Your goal:
Pick up the essay on restorative justice below and keep writing from its final sentence onward.

In our failure to acknowledge everybody’s shadow side we act out our fears on the most vulnerable members of society. We scapegoat the mentally ill and treat them as though everything is their fault. We are unwilling to acknowledge the sickness that imprisons us in our own patterns of projection. Afraid to face the truth, we cannot enact true or lasting change. Transformation is only possible if we set ourselves free from these limitations and acknowledge the injustice that lies at the heart of the justice system.
My own work as an advocate for restorative justice emerged from these experiences. I saw needs go unmet for decades for everyone involved. I saw no chance of healing, or even of the slightest opening towards it in the prison system. I knew that what I’d experienced was the exact opposite of justice. Justice is respect and communication, and true accountability and reparation. It means distinguishing the individual as separate from their crime and the harm it has caused, and truthfully evaluating the unique conditions that inform a person’s actions. Justice is helping all people — including offenders — to be and feel accountable for what they have done, and to work together to make things right.
I can’t be anything but grateful for the opportunity to choose love over fear again and again throughout the last 25 years, and to live out that commitment in my work. I’ve done everything I can to respect and understand how my mother’s actions have affected others in the community, and to listen to the often ugly, revenge-based messages I’ve received from strangers. I know that housing 25 per cent of the world’s prisoners in American jails when only five per cent of the world’s population lives in the USA is both morally wrong and substantively ineffective as the basis for justice and reconciliation. I know that corporations with vested interests are passionate about filling every prison bed. I know that punishment only exacerbates the problem.
I know that stories like my mom’s must be held and heard safely to provide the raw material for healing. I know that people do not heal when they are pitted against each other and made to play a ruthless game of blame and shame. I know that by humanizing those stories we release the possibility of redemption, and come to understand our shared humanity. Without doubt, I know that restorative justice makes real the fact that conflict, pain, suffering and crime are part of all our existence. They constitute our shadow side.
Facing those shadows head on, naming them, and valuing people for who they are and not for the crimes they have committed, opens the way to offer a renewed sense of belonging to those we realize we have discarded. As Carl Jung once wrote, “if [we] only learn to deal with [our] own shadow [we] have done something real for the world. We have succeeded in shouldering at least an infinitesimal part of the gigantic, unsolved social problems of our day.”
Salzburg Global Fellow and Founder of Restorative Justice on The Rise Molly Leach knows from experience that storytelling has the power to restore human connection
*This op-ed article originally appeared at the Salzburg Global Seminar's Media Academy site and is credited thus.
This op-ed was written by Molly Leach, who attended the Salzburg Academy on Media and Global Change in July 2024.
The central theme of this year's Salzburg Academy on Media and Global Change was exploring the deep human need for belonging and the obstacles we face as artificial intelligence (AI) encroaches into every aspect of our lives. Titled “Belonging in The Age of Machines: Reimagining the Soul of Media”, participants from across the world collaborated for two weeks in Salzburg, fueled by the heart and spirit of the 40,000 Salzburg Global Fellows before us who have aspired to make our world the one we know is possible.

Dataset records:
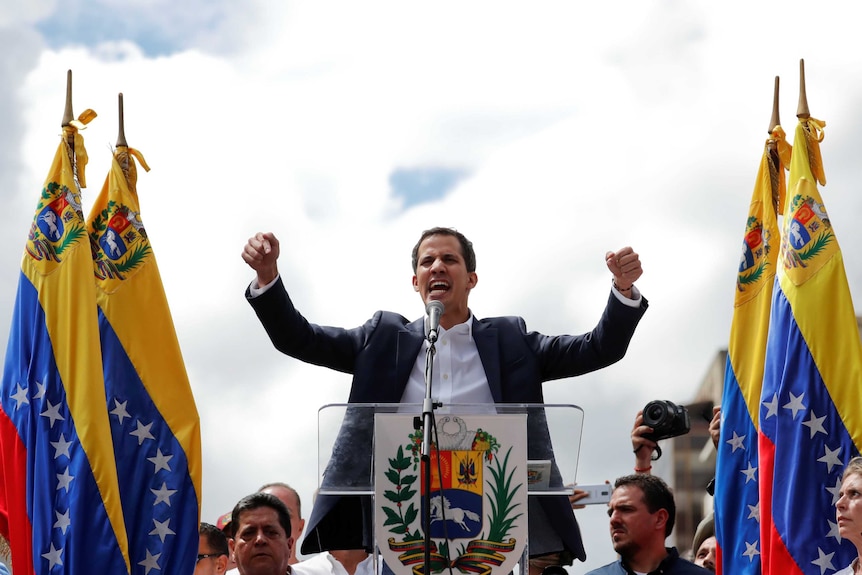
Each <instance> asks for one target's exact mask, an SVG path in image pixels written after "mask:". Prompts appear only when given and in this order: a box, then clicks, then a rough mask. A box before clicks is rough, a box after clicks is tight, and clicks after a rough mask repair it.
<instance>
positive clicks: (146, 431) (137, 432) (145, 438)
mask: <svg viewBox="0 0 862 575" xmlns="http://www.w3.org/2000/svg"><path fill="white" fill-rule="evenodd" d="M137 424H138V428H137V429H135V430H134V431H131V432H129V435H134V436H135V437H137V438H138V445H141V444H142V443H143V442H144V440H145V439H155V437H153V434H152V433H150V428H151V427H152V426H153V422H152V421H151V422H150V423H148V424H147V425H143V424H142V423H141V420H140V419H139V420H138V421H137Z"/></svg>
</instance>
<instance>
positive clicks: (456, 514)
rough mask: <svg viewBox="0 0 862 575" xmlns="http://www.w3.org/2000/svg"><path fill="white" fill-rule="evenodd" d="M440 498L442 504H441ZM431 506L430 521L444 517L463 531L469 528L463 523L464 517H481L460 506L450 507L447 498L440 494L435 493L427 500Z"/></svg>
mask: <svg viewBox="0 0 862 575" xmlns="http://www.w3.org/2000/svg"><path fill="white" fill-rule="evenodd" d="M441 498H442V504H441ZM429 505H430V506H431V522H432V523H433V522H434V521H442V520H443V519H444V518H445V519H446V520H447V521H454V522H455V524H456V525H458V526H459V527H460V528H461V529H463V530H464V531H469V530H470V528H469V527H468V526H467V523H465V521H464V520H465V519H469V520H470V521H477V522H478V521H481V518H480V517H479V516H478V515H477V514H476V513H473V512H472V511H470V510H469V509H461V508H460V507H452V504H451V503H449V500H448V499H447V498H446V497H443V496H441V495H435V496H434V497H432V498H431V501H430V502H429ZM444 516H445V517H444Z"/></svg>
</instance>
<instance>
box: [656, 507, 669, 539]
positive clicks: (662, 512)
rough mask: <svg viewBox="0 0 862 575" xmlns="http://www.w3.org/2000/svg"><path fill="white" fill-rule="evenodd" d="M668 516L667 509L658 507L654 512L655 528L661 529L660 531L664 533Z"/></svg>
mask: <svg viewBox="0 0 862 575" xmlns="http://www.w3.org/2000/svg"><path fill="white" fill-rule="evenodd" d="M668 517H670V514H669V513H668V512H667V509H659V510H658V511H656V512H655V526H656V529H661V531H662V533H664V530H665V526H666V525H667V519H668Z"/></svg>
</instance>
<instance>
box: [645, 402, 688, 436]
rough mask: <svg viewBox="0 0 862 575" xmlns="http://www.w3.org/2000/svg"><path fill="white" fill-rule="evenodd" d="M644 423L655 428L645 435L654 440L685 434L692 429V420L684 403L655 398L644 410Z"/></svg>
mask: <svg viewBox="0 0 862 575" xmlns="http://www.w3.org/2000/svg"><path fill="white" fill-rule="evenodd" d="M643 418H644V425H647V426H649V427H652V428H653V432H652V433H645V434H644V437H646V438H647V439H650V440H652V441H658V440H659V439H667V438H668V437H676V436H678V435H685V434H686V433H688V432H689V431H691V421H689V418H688V410H687V409H686V408H685V406H684V405H676V404H675V403H672V402H670V401H666V400H665V401H662V400H654V401H651V402H649V403H647V404H646V407H644V412H643Z"/></svg>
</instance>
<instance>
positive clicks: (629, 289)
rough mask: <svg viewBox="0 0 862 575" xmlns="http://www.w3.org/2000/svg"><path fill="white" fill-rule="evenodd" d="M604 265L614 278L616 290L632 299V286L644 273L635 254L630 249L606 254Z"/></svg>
mask: <svg viewBox="0 0 862 575" xmlns="http://www.w3.org/2000/svg"><path fill="white" fill-rule="evenodd" d="M605 263H606V264H607V266H608V270H609V271H610V272H611V273H612V274H613V276H614V286H616V288H617V290H618V291H619V292H620V293H621V294H623V295H624V296H626V297H628V298H630V297H632V284H633V283H635V282H636V281H637V280H638V278H640V277H641V276H642V275H643V273H644V272H643V267H641V260H640V257H639V256H638V254H637V252H635V251H634V250H633V249H631V248H630V247H624V248H623V249H621V250H619V251H616V252H608V253H606V254H605Z"/></svg>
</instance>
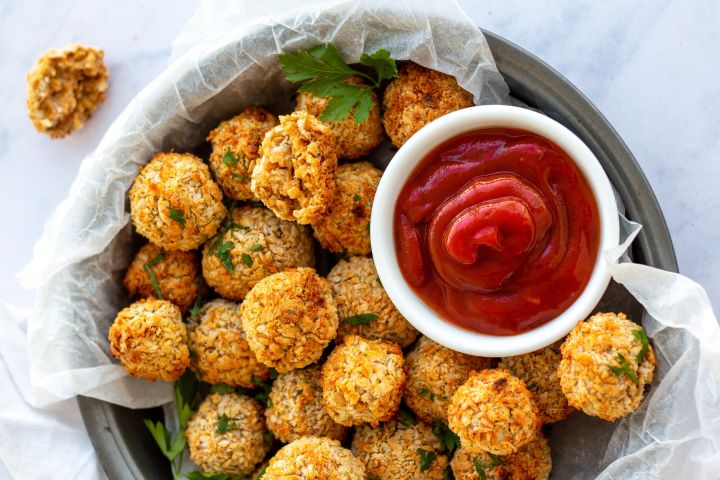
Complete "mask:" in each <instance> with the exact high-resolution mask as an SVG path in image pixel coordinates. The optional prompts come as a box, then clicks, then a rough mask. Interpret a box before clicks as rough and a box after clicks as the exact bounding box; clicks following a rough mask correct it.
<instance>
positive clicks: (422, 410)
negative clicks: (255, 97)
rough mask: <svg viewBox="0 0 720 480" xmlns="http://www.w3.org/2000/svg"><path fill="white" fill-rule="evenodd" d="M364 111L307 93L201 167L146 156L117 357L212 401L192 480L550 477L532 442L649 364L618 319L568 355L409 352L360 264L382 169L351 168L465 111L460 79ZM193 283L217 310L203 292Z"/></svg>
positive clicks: (651, 357) (375, 271)
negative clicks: (342, 105)
mask: <svg viewBox="0 0 720 480" xmlns="http://www.w3.org/2000/svg"><path fill="white" fill-rule="evenodd" d="M373 102H374V108H373V110H372V112H371V115H370V117H369V119H368V120H366V121H365V122H364V123H362V124H360V125H357V124H355V123H354V120H353V119H351V118H350V119H347V120H344V121H340V122H329V123H324V122H322V121H320V120H319V119H318V116H319V115H320V113H321V112H322V110H323V109H324V108H325V107H326V105H327V103H326V100H325V99H322V98H316V97H313V96H312V95H311V94H307V93H305V94H301V95H299V96H298V98H297V105H296V108H297V110H296V111H294V112H292V113H290V114H289V115H285V116H282V115H281V116H280V117H279V118H276V117H275V116H274V115H273V114H272V113H270V112H268V111H266V110H264V109H262V108H247V109H245V110H244V111H243V112H242V113H240V114H239V115H237V116H236V117H234V118H231V119H229V120H227V121H224V122H222V123H221V124H220V125H219V126H218V127H217V128H216V129H214V130H213V131H212V132H211V133H210V135H209V137H208V140H209V142H210V143H211V145H212V153H211V155H210V158H209V161H208V163H207V164H206V163H205V162H203V161H202V160H201V159H200V158H198V157H196V156H194V155H192V154H188V153H174V152H170V153H158V154H156V155H155V156H154V157H153V158H152V160H151V161H150V162H149V163H148V164H147V165H146V166H145V167H144V168H143V169H142V171H141V172H140V174H139V176H138V177H137V178H136V180H135V182H134V184H133V185H132V188H131V189H130V194H129V196H130V209H131V217H132V220H133V224H134V226H135V229H136V230H137V232H139V233H140V234H141V235H142V236H144V237H145V238H147V239H148V240H149V243H147V244H145V245H144V246H142V247H141V248H140V250H139V251H138V252H137V254H136V256H135V258H134V259H133V260H132V262H131V264H130V266H129V268H128V270H127V273H126V276H125V286H126V288H127V290H128V292H129V293H130V295H131V296H132V297H134V298H135V299H136V301H135V303H132V304H131V305H130V306H129V307H127V308H125V309H124V310H122V311H121V312H120V313H118V315H117V318H116V319H115V322H114V324H113V325H112V327H111V328H110V332H109V339H110V345H111V352H112V354H113V355H114V356H115V357H116V358H117V359H118V360H119V361H120V363H121V364H122V366H123V367H124V368H125V369H126V370H127V371H128V372H129V373H130V374H132V375H134V376H137V377H142V378H146V379H149V380H156V379H161V380H164V381H167V382H172V381H175V380H176V379H178V378H179V377H180V376H181V375H182V374H183V373H184V372H185V370H186V369H187V368H190V369H191V370H192V371H193V372H194V374H195V376H196V377H197V378H198V379H199V380H201V381H202V382H205V383H207V384H210V385H216V386H223V388H215V389H211V390H210V393H208V394H207V395H206V396H205V398H204V399H203V400H202V401H201V403H200V404H199V406H198V407H197V409H196V411H195V413H194V414H193V416H192V418H191V420H190V421H189V423H188V427H187V429H186V431H185V436H186V439H187V445H188V447H189V451H190V456H191V458H192V460H193V461H194V462H195V463H196V464H197V465H198V466H199V467H200V469H202V470H203V471H204V472H209V473H210V472H211V473H222V474H225V475H228V476H249V478H257V477H258V476H259V475H261V474H262V478H264V479H265V480H272V479H288V478H293V479H330V480H331V479H343V480H348V479H350V480H352V479H365V478H367V479H374V480H378V479H444V478H452V475H453V474H454V478H456V479H482V480H485V479H491V480H492V479H546V478H548V476H549V474H550V470H551V458H550V449H549V447H548V443H547V440H546V438H545V436H544V434H543V431H542V428H541V427H542V425H544V424H550V423H553V422H557V421H560V420H563V419H565V418H567V417H568V416H569V415H570V414H571V413H572V412H573V411H574V410H575V409H579V410H582V411H583V412H585V413H587V414H590V415H595V416H598V417H600V418H603V419H606V420H615V419H617V418H620V417H622V416H624V415H627V414H628V413H630V412H632V411H633V410H634V409H636V408H637V407H638V405H639V404H640V402H641V401H642V398H643V393H644V387H645V386H646V385H648V384H649V383H650V382H651V380H652V376H653V371H654V365H655V359H654V356H653V351H652V347H650V346H649V344H648V343H647V337H645V335H644V331H643V330H642V328H641V327H639V326H637V325H636V324H635V323H633V322H631V321H630V320H628V319H627V318H625V316H624V315H622V314H617V315H616V314H598V315H595V316H594V317H592V318H590V319H589V320H587V321H585V322H582V323H580V324H579V325H578V326H577V327H576V328H575V330H573V332H572V333H571V334H570V335H569V336H568V337H567V338H566V339H565V341H564V342H563V343H562V345H560V344H554V345H551V346H550V347H547V348H545V349H543V350H540V351H537V352H532V353H529V354H526V355H521V356H517V357H511V358H503V359H491V358H481V357H473V356H470V355H465V354H462V353H459V352H455V351H452V350H449V349H447V348H445V347H443V346H441V345H438V344H437V343H435V342H433V341H432V340H430V339H429V338H426V337H423V336H419V335H418V332H417V331H416V330H415V329H414V328H413V327H412V326H411V325H410V323H408V322H407V320H406V319H405V318H404V317H403V316H402V315H401V314H400V313H399V312H398V311H397V309H396V308H395V307H394V306H393V304H392V303H391V301H390V299H389V298H388V296H387V294H386V293H385V291H384V289H383V286H382V284H381V282H380V279H379V278H378V276H377V272H376V269H375V265H374V263H373V260H372V258H371V257H370V256H369V255H370V254H371V251H370V238H369V222H370V212H371V208H372V203H373V199H374V195H375V190H376V188H377V185H378V182H379V180H380V177H381V175H382V172H381V171H379V170H378V169H377V168H375V167H374V166H372V164H371V163H369V162H367V161H362V160H361V159H362V158H363V157H365V156H367V155H368V154H369V153H370V152H371V151H372V149H373V148H375V147H376V146H377V145H378V144H379V143H380V142H381V141H382V140H383V138H384V135H385V133H387V135H388V136H389V137H390V139H391V141H392V142H393V143H394V144H395V145H396V146H400V145H402V143H403V142H404V141H405V140H407V138H409V137H410V136H411V135H412V134H413V133H414V132H415V131H417V130H418V129H419V128H420V127H422V126H423V125H424V124H426V123H428V122H429V121H431V120H433V119H435V118H437V117H439V116H441V115H443V114H446V113H448V112H450V111H453V110H457V109H460V108H464V107H468V106H470V105H472V99H471V96H470V94H468V93H467V92H466V91H464V90H462V89H461V88H460V87H459V86H458V85H457V83H456V82H455V80H454V79H453V78H452V77H449V76H446V75H443V74H441V73H438V72H434V71H431V70H427V69H424V68H422V67H419V66H417V65H413V64H408V65H405V66H403V67H402V68H401V73H400V76H399V77H398V78H397V79H395V80H393V81H392V82H391V83H390V85H389V86H388V87H387V89H386V91H385V92H384V96H383V104H384V106H385V108H384V112H383V113H382V115H381V112H380V107H379V102H378V98H375V97H374V98H373ZM338 159H341V160H342V161H343V163H341V164H340V165H338ZM358 160H360V161H358ZM208 165H209V167H208ZM313 236H314V238H315V240H316V241H317V243H319V245H320V246H321V247H322V248H324V249H325V250H328V251H330V252H335V253H341V254H342V259H341V260H340V261H339V262H337V264H336V265H335V266H334V267H333V268H332V269H331V270H330V272H329V273H328V274H327V276H326V277H322V276H320V275H319V274H318V273H317V272H316V270H314V268H313V266H314V264H315V254H316V250H315V248H314V241H313ZM205 282H206V283H207V285H208V286H209V287H211V288H212V290H214V293H211V295H210V296H215V297H217V298H215V299H212V300H208V298H207V297H208V296H207V295H202V294H201V292H202V290H203V288H205V287H204V283H205ZM203 297H204V298H203ZM201 298H202V299H203V300H202V301H199V300H198V299H201ZM638 332H639V333H638ZM418 337H419V338H418ZM258 386H264V387H265V388H267V395H266V397H265V398H266V399H265V400H264V401H262V402H261V401H259V400H258V398H260V399H262V397H258V396H257V395H253V391H257V388H258ZM253 389H256V390H253ZM401 404H404V405H401ZM448 427H449V429H448ZM448 437H449V438H451V439H453V438H454V439H455V442H454V445H455V446H452V445H449V443H450V444H452V443H453V442H449V441H448ZM280 443H283V444H285V445H284V446H282V447H281V448H279V450H278V449H277V448H276V447H278V446H279V445H280ZM273 451H274V452H275V453H274V454H272V455H270V453H271V452H273ZM266 457H270V458H269V460H268V459H267V458H266Z"/></svg>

Answer to the problem:
During the second week of our intensive and extremely generative space, faculty member Roman Gerodimos invited us all to participate in the "Living Library", a project that was inspired by his long-time attendance at the Media Academy. He offered a space for people to choose to be either a “book” or a “reader” to share personal stories of social exclusion and disconnection. This project is an example of the many life-changing initiatives that have resulted from the Media Academy and continue to this day.
This experience was profoundly moving for me and everyone involved – “books” and “readers” alike. I heard how meaningful it was for “books” to feel listened to deeply, some for the first time, and for “readers” to feel the transformation in themselves through this common humanity across real and perceived barriers.
I participated as a “book” alongside seventeen other people. My title was “Daughter of A Monster”, as I recounted the details of when my mother became criminally insane and was incarcerated; my written essay elaborates on my experience.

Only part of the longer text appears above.